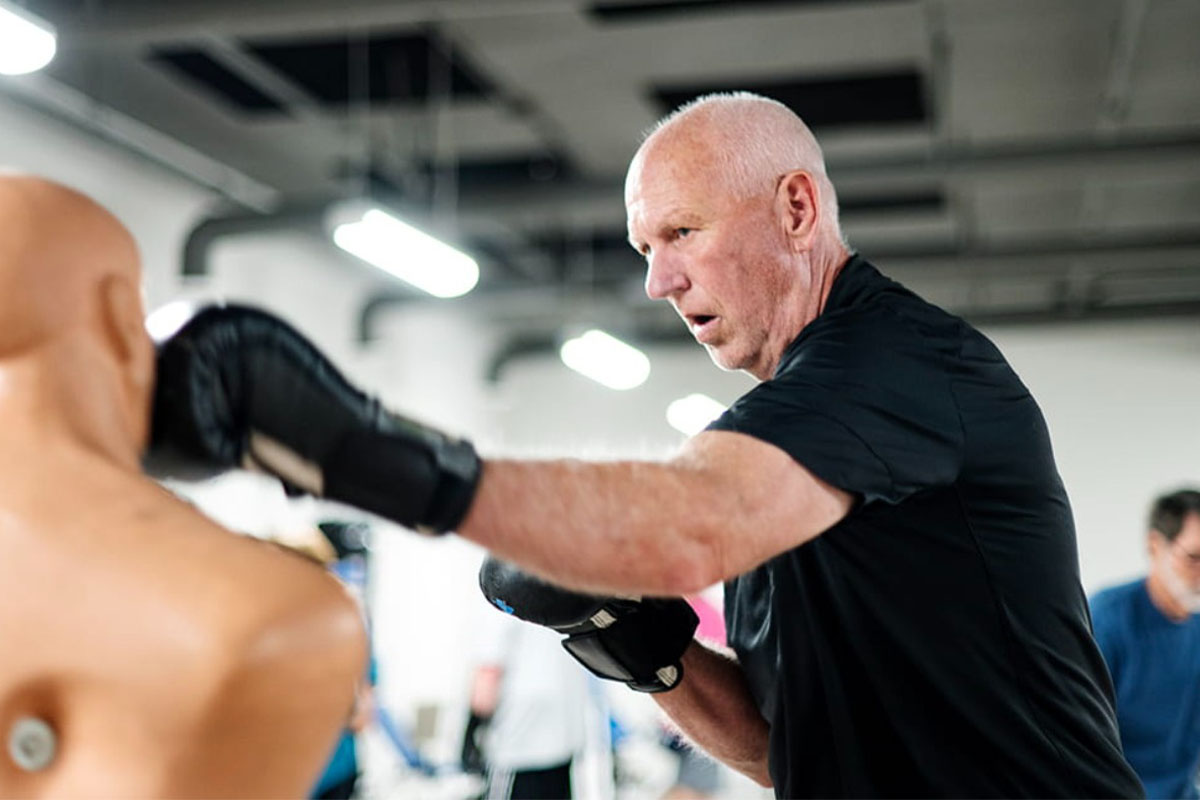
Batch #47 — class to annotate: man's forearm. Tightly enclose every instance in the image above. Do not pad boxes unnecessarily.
[653,642,772,787]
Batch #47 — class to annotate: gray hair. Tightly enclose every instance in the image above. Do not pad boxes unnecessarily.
[643,91,845,243]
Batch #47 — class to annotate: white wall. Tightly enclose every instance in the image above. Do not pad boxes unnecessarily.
[991,318,1200,591]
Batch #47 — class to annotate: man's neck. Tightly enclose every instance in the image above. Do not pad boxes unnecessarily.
[1146,571,1190,622]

════════════════════

## EXERCISE DIRECTIONS:
Reproduce the data above word for word, including every line of text, but leave the pictures out.

## WRITTEN ANSWER:
Batch #47 — class to annotate: man's forearm. Tightly enclose every instance in the image above. Do not pad boxes unnecessarily.
[653,642,772,787]
Batch #47 — class to annotate: gray hair. Tightly enclose every instance in the image above. Do not pad boxes unnecessarily.
[643,91,845,243]
Batch #47 — class to annotate: white wall. Tightly enclose every instance in the image above. Do not pad boxes unnecessarily.
[991,318,1200,591]
Batch #47 — class to annotate: man's neck. Tightly enclose every instance in the image above. Do not pad boxes unnecessarily.
[1146,571,1190,622]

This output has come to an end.